> **EXERCISE PROMPT**
Every line below that contains "stone" is to be copied.

*** Opening of DATA FOR THE TASK ***

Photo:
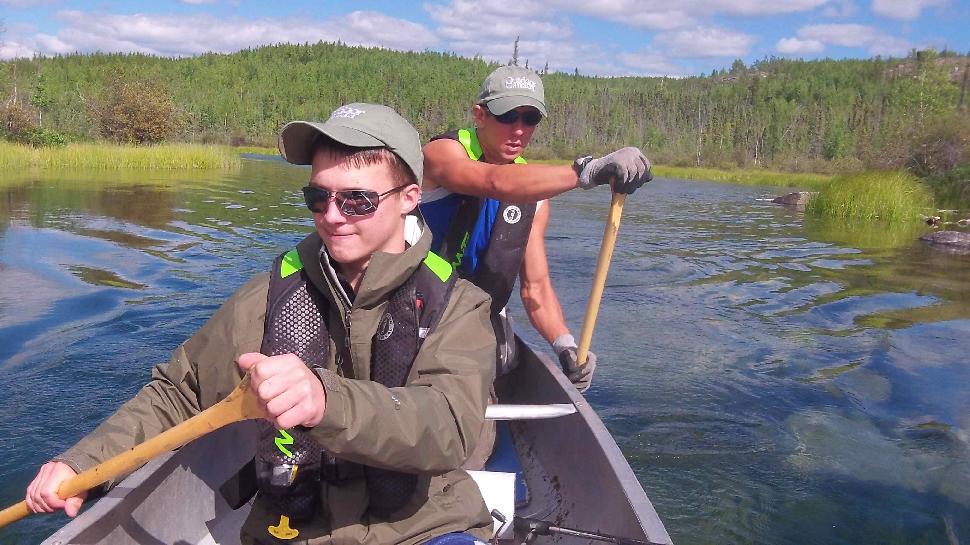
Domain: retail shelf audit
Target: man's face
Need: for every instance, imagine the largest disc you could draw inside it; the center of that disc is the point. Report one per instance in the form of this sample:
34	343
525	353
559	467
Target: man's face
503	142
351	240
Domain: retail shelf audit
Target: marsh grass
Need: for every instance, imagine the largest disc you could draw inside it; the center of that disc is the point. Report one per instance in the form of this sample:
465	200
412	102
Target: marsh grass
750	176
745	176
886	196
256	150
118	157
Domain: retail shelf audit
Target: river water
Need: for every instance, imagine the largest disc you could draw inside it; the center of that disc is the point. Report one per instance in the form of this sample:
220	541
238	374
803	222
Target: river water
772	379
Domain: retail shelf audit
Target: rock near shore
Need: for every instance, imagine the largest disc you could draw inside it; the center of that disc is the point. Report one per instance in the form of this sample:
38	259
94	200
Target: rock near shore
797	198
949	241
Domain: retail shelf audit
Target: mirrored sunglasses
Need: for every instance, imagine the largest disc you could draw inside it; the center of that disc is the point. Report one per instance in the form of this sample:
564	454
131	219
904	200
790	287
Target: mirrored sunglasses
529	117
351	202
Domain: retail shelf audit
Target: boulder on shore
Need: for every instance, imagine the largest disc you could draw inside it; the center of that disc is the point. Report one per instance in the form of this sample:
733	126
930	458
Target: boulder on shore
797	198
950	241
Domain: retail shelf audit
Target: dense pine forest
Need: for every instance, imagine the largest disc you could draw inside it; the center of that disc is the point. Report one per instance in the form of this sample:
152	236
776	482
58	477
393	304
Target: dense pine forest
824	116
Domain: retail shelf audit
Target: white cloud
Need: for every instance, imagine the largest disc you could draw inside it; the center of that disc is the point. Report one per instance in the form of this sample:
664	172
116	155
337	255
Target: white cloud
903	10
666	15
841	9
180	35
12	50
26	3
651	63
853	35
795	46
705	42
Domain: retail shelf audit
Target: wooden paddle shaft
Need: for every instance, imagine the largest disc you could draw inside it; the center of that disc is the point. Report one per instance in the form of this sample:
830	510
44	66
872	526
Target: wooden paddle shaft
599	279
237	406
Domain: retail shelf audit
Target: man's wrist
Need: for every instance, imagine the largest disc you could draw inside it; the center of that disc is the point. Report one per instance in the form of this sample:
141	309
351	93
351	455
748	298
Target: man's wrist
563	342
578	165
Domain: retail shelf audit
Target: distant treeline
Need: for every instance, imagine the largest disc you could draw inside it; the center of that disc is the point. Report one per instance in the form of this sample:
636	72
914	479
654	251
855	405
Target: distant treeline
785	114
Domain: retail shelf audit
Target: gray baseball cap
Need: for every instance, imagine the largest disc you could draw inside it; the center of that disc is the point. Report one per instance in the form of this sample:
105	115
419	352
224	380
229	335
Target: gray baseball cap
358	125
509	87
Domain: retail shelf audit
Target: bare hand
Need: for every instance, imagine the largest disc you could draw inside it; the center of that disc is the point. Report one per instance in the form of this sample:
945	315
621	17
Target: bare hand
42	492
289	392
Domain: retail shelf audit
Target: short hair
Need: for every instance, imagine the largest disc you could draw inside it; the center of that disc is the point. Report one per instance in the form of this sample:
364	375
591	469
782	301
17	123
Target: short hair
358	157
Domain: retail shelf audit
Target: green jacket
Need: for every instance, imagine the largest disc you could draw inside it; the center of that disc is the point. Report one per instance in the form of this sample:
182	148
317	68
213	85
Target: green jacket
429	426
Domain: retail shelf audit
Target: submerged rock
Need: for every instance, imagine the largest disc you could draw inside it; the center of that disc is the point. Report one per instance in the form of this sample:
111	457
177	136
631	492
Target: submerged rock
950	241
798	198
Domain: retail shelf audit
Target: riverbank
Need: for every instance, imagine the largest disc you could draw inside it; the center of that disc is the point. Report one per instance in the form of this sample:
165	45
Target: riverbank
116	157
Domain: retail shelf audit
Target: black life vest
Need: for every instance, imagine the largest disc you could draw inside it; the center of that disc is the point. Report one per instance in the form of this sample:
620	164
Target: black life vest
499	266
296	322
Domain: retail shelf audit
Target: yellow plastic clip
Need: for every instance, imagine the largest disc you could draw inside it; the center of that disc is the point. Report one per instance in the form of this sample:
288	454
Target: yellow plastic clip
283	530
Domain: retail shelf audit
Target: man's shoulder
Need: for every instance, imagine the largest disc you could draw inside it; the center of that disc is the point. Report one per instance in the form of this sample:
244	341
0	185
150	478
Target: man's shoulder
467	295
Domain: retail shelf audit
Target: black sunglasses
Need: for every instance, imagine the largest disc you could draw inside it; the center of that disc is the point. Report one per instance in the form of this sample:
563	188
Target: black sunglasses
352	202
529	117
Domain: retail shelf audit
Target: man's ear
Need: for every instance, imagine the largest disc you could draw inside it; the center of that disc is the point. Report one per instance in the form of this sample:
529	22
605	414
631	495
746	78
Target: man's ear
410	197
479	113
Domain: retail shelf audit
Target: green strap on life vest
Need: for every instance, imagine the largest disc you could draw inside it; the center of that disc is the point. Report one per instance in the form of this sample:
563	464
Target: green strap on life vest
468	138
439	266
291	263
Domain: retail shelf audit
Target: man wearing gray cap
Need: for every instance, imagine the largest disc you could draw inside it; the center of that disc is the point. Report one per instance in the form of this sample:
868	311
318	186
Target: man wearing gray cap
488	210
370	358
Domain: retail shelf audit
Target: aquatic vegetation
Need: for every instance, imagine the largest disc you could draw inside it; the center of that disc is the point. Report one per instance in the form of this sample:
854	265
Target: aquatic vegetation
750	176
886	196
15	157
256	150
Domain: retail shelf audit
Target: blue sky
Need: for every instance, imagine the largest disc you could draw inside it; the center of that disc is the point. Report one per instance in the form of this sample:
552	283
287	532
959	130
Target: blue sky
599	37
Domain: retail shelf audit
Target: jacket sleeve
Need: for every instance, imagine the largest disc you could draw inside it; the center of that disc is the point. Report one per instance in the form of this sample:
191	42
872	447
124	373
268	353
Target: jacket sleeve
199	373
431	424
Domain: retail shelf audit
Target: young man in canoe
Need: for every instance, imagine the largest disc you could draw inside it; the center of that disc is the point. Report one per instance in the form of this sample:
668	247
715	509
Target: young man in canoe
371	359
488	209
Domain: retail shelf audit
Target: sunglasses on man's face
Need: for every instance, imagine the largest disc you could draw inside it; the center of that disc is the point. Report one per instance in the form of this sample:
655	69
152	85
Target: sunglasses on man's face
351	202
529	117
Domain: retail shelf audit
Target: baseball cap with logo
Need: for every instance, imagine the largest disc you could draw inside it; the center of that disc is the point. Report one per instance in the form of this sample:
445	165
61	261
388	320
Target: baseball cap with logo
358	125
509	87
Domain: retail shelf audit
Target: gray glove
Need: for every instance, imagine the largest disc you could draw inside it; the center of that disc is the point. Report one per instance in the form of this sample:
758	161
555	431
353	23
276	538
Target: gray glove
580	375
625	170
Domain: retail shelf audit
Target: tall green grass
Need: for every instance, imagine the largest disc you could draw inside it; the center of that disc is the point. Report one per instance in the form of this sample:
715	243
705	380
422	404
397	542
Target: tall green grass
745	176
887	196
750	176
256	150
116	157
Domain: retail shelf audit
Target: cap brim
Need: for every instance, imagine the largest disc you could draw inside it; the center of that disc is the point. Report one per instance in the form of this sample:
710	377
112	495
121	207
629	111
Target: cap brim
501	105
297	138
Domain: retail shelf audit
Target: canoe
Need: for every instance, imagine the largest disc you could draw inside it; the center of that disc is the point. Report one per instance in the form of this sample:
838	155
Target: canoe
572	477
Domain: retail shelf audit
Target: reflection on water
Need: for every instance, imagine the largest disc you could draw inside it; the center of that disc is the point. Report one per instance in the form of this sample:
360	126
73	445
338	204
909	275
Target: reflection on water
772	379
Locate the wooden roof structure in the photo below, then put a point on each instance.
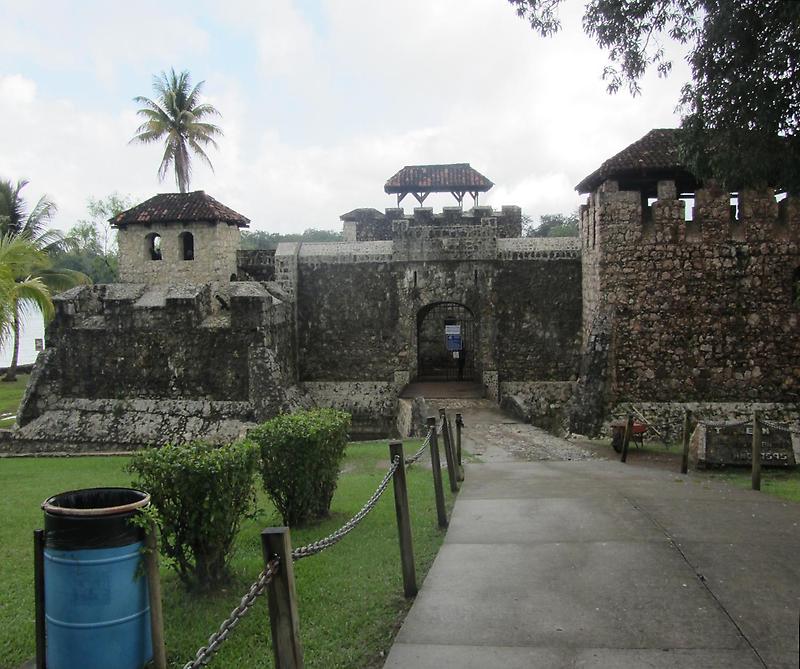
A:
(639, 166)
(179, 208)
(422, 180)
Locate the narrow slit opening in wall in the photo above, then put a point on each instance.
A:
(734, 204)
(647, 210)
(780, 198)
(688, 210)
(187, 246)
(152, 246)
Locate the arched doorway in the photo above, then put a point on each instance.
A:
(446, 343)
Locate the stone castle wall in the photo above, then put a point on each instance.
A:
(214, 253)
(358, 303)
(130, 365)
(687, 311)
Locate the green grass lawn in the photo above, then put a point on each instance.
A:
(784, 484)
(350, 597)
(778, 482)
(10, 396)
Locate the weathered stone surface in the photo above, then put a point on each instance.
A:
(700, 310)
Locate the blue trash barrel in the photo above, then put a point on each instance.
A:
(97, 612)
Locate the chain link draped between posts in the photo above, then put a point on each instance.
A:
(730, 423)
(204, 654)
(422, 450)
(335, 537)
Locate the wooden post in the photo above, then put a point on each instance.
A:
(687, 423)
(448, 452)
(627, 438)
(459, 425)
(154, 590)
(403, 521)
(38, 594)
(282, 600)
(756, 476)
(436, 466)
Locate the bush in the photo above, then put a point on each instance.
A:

*** Close of DATA FOR THE TASK ***

> **SOLUTION TO THIS TASK**
Locate the stone castle wall in the photo above, then put a point on each instance.
Locate the weathered stone surface in the photo above, then put a point on each instance.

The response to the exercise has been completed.